## [PAGE TEXT]
--- START ---

Why Cancer Drugs Are Being Rationed The government squeeze on generic profits is leading to shortages.

https://www.wsj.com/articles/drug-shortages-price-controls-government-fda-white-house-cancer-treatments-b2d08ba4

Politicians like to grouse about high drug prices. Well, now we’re seeing what happens when drug prices are too low: Shortages of essential medicines, which are a portent of what’s to come with the Inflation Reduction Act’s price controls.

Drug shortages aren’t new, but the number in short supply has grown as generic prices have fallen. The American Society of Health-System Pharmacists lists 301 drugs in short supply, up from 202 five years ago. These include many local anesthetics, basic hospital drugs, chemotherapy drugs and liquid albuterol for lung ailments.

The American Cancer Society warned this month that “first-line treatments for a number of cancers, including triple-negative breast cancer, ovarian cancer and leukemia often experienced by pediatric cancer patients,” are facing shortages that “could lead to delays in treatment that could result in worse outcomes.” Healthcare providers say they’re having to limit access to some drugs to the sickest patients. They can substitute therapeutic alternatives when possible, but this increases risk of medication errors and inferior results. What’s going on?

Headlines have focused on shortages of the ADHD drug Adderall and new weight-loss treatments, which owe to increased demand. But most drugs in short supply are older generics that are off-patent and complicated to make. Manufacturers have stopped producing them because profit margins are too thin, resulting in one or two suppliers.

Generic manufacturers typically operate at full capacity and often use one production line to produce multiple drugs. If a plant experiences a quality or cross-contamination problem, an entire production line must shut down, which can affect multiple drugs for months. Other generic manufacturers can’t easily ramp up production.

Fewer branded drugs are in short supply because their manufacturers build more slack and resilience into supply chains. Higher profits give them more capital and a financial incentive to do so. And therein lies the underlying problem: Generic profits have shriveled owing to government efforts to reduce drug spending.

Progressives blame “group purchasing organizations,” which negotiate drug discounts for healthcare providers. As these middle-men have consolidated, they’ve gained more leverage over manufacturers. But they’ve grown in large part because low Medicare and Medicaid reimbursement rates have increased pressure on providers to lower costs.

--- END ---

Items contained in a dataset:
--- START ---

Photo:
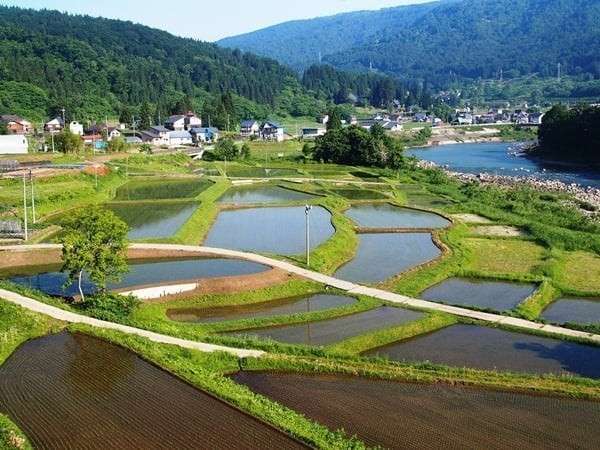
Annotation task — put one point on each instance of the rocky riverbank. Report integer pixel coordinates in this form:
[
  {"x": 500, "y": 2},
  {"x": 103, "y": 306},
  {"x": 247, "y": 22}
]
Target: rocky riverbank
[{"x": 586, "y": 198}]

--- END ---

## [WORK TO BE COMPLETED]
Please explain, in one to three sentences, why the drug shortages text says fewer branded drugs are in short supply.

## [ANSWER BELOW]
Their manufacturers build more slack and resilience into their supply chains. Higher profits give them more capital to do this and a financial incentive to do so.